» **EXTRAIT SOURCE**
==============================

Dossier La Tribune du Christianisme social

La tribune : La grande écologie

L’Amazonie, lointaine et si proche. C’est en tout cas ce que l’on peut retirer de la lecture de l’Exhortation post-synodale « Querida Amazonia », « Amazonie bien-aimée », que le Pape François a rendue publique le 12 février. Bien des questions particulières, traitées tout au long du synode du 6 au 21 octobre dernier, ont en effet une résonance partout dans le monde.

Ceux qui attendaient de ce texte des décisions radicales concernant l’organisation de l’Eglise, de ses ministères, de sa gouvernance, resteront sans doute sur leur faim.

Mais, par une subtilité (la signature de François comme évêque de Rome depuis le Latran et non du Vatican !), subtilité que les vaticanistes exercés savent décrypter, ce dernier texte n’invalide pas le document final du Synode dont le Pape recommande la lecture ; il laisse aux évêques amazoniens le soin de trouver les solutions les plus adéquates. L’idée principale n’étant pas de cléricaliser l’organisation de l’Eglise en ordonnant des hommes mariés ou en proposant le diaconat pour les femmes, mais de laïciser pleinement l’Eglise, en donnant toute responsabilité et autorité dans des rôles essentiels à la mission d’évangélisation, aux catéchistes, aux femmes, aux diacres permanents…

Avant ce chapitre ecclésial, François réaffirme, sans jamais affadir son propos, sa condamnation des multinationales prédatrices, des responsables politiques corrompus, d’une mondialisation devenue une autre forme de colonisation. Au fil des quatre rêves qu’il formule pour l’Amazonie (social, culturel, écologique, ecclésial), se comprend son insistance à « tout lier » : le social et l’écologique, les droits humains et le respect des diversités culturelles, la dimension spirituelle et collective de la vie dont les peuples autochtones nous donnent le témoignage. On y retrouve l’encyclique Laudato si, bien sûr. Mais, à l’heure où nous nous inquiétons des fractures de nos sociétés occidentales, ces chapitres peuvent ouvrir d’utiles pistes de réflexion. « Notre rêve, écrit le Pape, est celui d’une Amazonie qui intègre et promeuve tous ses habitants pour qu’ils puissent renforcer un bien-vivre ». Faire société, n’est-ce pas cela, permettre le bien-vivre de tous ?

==============================

» **LIGNES PRÉSENTÉES**
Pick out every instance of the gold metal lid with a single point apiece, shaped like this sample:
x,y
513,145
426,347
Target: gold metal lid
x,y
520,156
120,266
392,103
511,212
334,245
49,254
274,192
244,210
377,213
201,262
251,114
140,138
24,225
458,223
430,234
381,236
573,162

==============================

» **CONSIGNE**
Poursuivez la tribune consacrée à l'exhortation « Querida Amazonia » en reprenant juste après sa dernière phrase.

» **CORRIGÉ**
« Pour éviter une dynamique d’appauvrissement humain, il faut aimer les racines et en prendre soin »

« La lutte sociale implique une capacité de fraternité, un esprit de communion humaine », poursuit-il. Un esprit à promouvoir « sans diminuer l’importance de la liberté personnelle ». Le pape s’inquiète – notamment pour les jeunes générations urbaines – d’un mode de vie qui s’universalise et rabote les particularités culturelles : « Pour éviter une dynamique d’appauvrissement humain, il faut aimer les racines et en prendre soin ». Les racines spirituelles, et particulièrement les racines chrétiennes, font partie de ces trésors : « les connaître est une source de joie et surtout d’espérance qui inspire des actions braves et courageuses. » Cette attention aux racines n’est-elle pas aussi une invitation pour nos sociétés de plus en plus multiculturelles ?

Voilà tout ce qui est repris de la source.